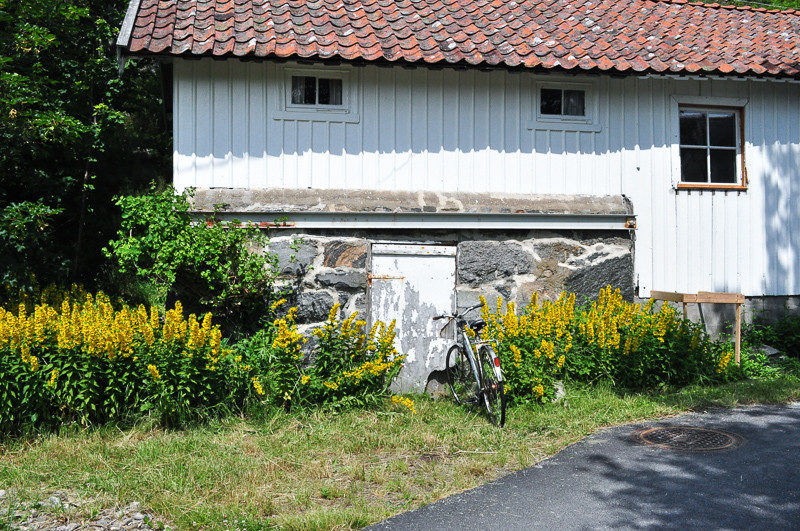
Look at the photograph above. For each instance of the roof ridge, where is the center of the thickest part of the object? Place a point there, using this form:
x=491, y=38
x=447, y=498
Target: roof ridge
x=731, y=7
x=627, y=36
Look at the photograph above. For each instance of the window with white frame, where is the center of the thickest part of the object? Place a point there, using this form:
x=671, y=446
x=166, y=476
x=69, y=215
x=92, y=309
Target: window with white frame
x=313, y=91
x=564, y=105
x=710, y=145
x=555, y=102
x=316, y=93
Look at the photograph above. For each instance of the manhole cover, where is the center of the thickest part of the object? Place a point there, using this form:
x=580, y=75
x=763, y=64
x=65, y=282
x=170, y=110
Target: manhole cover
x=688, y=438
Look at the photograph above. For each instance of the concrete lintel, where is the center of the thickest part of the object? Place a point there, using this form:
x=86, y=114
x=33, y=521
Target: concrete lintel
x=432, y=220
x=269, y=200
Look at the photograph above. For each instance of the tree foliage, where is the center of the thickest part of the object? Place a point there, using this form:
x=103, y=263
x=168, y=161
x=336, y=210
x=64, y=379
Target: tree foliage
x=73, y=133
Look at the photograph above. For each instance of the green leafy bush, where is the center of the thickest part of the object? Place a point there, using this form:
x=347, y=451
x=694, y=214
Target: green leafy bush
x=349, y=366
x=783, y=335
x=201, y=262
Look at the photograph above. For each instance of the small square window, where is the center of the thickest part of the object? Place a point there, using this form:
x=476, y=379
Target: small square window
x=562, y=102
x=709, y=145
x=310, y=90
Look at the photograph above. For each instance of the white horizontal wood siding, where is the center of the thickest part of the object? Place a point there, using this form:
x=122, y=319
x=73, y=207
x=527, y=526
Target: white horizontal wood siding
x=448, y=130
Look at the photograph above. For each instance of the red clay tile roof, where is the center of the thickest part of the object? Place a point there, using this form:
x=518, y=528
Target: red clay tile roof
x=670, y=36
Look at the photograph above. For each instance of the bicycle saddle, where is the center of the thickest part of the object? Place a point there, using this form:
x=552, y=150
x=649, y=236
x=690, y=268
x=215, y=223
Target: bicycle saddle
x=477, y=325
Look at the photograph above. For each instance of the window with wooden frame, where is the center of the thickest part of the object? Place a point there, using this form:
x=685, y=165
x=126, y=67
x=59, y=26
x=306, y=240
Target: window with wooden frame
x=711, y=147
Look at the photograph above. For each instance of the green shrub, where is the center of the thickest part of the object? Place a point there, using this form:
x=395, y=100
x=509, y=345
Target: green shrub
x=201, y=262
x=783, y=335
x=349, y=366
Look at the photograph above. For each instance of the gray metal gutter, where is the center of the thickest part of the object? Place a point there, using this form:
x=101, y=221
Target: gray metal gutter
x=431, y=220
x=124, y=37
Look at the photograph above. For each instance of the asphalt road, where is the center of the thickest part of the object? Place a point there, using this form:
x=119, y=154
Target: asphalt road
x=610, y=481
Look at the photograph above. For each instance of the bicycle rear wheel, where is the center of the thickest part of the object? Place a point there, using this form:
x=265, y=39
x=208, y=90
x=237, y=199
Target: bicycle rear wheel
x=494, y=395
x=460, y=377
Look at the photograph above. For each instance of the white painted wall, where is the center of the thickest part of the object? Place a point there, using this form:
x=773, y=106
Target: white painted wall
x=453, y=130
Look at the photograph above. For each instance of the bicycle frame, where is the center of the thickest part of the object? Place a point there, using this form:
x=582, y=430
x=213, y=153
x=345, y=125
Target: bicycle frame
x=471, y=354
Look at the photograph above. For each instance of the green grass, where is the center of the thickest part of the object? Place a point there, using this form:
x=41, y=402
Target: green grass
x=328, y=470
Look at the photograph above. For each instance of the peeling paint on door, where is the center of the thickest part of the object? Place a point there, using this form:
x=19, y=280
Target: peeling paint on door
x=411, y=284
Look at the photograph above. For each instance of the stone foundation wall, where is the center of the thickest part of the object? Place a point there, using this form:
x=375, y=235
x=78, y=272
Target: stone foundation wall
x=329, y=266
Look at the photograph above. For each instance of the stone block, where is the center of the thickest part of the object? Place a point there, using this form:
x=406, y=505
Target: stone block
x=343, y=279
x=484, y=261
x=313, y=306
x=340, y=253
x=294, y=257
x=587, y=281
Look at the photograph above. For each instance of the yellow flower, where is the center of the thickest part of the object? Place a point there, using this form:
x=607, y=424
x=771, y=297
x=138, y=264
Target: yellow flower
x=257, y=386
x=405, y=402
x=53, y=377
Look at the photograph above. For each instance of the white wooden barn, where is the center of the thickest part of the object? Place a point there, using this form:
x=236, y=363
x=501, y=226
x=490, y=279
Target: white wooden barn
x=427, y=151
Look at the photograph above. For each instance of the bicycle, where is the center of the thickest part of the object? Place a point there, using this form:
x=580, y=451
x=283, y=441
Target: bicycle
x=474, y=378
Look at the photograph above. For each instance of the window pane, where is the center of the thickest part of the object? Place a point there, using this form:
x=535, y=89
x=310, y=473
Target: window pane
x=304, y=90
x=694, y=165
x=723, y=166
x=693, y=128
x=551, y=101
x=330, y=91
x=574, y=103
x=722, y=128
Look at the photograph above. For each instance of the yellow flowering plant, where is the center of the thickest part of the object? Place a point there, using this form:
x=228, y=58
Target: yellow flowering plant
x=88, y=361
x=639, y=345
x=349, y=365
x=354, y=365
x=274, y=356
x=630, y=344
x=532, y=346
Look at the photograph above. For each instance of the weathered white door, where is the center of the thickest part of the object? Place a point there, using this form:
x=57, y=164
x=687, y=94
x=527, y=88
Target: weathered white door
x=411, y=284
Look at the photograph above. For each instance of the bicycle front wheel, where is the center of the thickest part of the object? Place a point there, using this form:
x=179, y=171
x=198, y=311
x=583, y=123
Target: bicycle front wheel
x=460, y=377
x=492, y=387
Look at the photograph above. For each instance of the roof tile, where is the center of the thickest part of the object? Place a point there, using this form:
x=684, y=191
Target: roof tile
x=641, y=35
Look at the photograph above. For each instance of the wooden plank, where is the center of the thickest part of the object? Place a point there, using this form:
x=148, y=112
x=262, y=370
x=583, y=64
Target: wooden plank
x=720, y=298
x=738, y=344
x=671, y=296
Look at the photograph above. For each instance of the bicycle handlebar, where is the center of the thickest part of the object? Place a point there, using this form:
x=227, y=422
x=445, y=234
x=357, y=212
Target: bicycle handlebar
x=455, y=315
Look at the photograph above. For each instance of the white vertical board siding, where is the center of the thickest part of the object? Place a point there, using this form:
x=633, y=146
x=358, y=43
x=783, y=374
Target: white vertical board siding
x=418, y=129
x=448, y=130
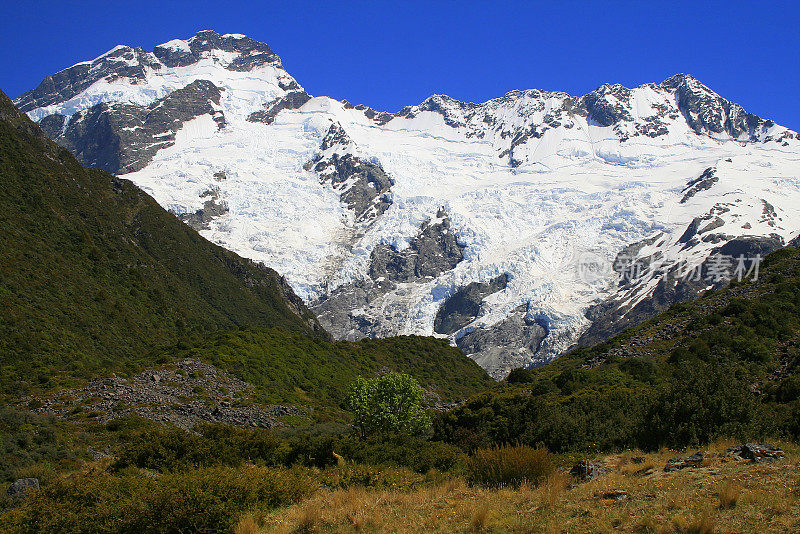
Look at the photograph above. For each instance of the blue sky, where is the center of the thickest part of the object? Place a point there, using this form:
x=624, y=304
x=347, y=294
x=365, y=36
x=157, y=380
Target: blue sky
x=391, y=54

...

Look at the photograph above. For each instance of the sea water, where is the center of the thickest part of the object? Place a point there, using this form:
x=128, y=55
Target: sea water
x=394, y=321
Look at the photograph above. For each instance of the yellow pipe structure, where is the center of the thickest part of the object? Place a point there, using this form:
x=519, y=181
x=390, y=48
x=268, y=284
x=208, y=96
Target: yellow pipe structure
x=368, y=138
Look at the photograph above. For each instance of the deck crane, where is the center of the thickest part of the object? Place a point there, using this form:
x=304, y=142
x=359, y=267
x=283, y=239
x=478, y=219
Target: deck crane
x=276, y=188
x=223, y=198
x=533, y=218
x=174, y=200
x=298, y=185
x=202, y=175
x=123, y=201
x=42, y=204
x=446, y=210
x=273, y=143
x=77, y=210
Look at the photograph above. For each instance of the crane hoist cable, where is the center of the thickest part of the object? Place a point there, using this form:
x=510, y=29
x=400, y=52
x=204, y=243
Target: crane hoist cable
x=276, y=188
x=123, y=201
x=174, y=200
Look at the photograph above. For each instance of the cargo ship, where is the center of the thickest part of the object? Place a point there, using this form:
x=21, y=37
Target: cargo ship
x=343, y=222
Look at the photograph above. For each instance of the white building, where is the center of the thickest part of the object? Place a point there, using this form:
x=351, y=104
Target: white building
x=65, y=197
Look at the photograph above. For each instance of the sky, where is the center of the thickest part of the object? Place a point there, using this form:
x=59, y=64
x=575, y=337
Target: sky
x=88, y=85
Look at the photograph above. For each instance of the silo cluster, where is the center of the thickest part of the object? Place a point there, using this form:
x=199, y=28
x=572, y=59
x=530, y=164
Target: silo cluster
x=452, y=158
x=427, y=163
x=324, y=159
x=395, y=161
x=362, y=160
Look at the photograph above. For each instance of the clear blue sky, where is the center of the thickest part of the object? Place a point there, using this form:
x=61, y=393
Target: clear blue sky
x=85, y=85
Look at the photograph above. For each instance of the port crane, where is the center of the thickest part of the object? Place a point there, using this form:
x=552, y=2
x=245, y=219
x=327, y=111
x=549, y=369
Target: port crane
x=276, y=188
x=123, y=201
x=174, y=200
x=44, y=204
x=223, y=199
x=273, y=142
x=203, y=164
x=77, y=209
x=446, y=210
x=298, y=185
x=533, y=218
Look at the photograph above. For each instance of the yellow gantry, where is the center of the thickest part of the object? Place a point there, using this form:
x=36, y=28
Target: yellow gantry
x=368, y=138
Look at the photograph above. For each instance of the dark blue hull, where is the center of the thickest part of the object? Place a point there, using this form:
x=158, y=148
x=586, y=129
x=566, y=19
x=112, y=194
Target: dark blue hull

▶ _What to do_
Pick out every line above that contains the word "bicycle" and copy each one out in full. Case counts.

▶ _Answer_
Look at the photograph above. For each instance of the bicycle saddle, where is the center of the thickest part of the object? Place a point there, using this form:
Target: bicycle saddle
Look at the photograph above. For each instance of the bicycle rear wheel, where is the center of the thickest part of the object? Place a point there, using this form:
Target: bicycle rear wheel
Look at the photograph above. For each instance of the bicycle frame, where is the center of the thickest part of the object? Place a point there, using this form:
Target: bicycle frame
Look at the photograph above. For each instance of the bicycle, where is the center of the thickest part of the object? Place a point there, using this form:
Target: bicycle
Look at the photograph above. For each instance of the bicycle front wheel, where is the center of the thickest part of the object? Place a point there, using this form:
Target: bicycle front wheel
Look at the photograph above. For each instance of the bicycle handlebar, where is the center of the thickest part of the object? Place a point there, using this form:
Target: bicycle handlebar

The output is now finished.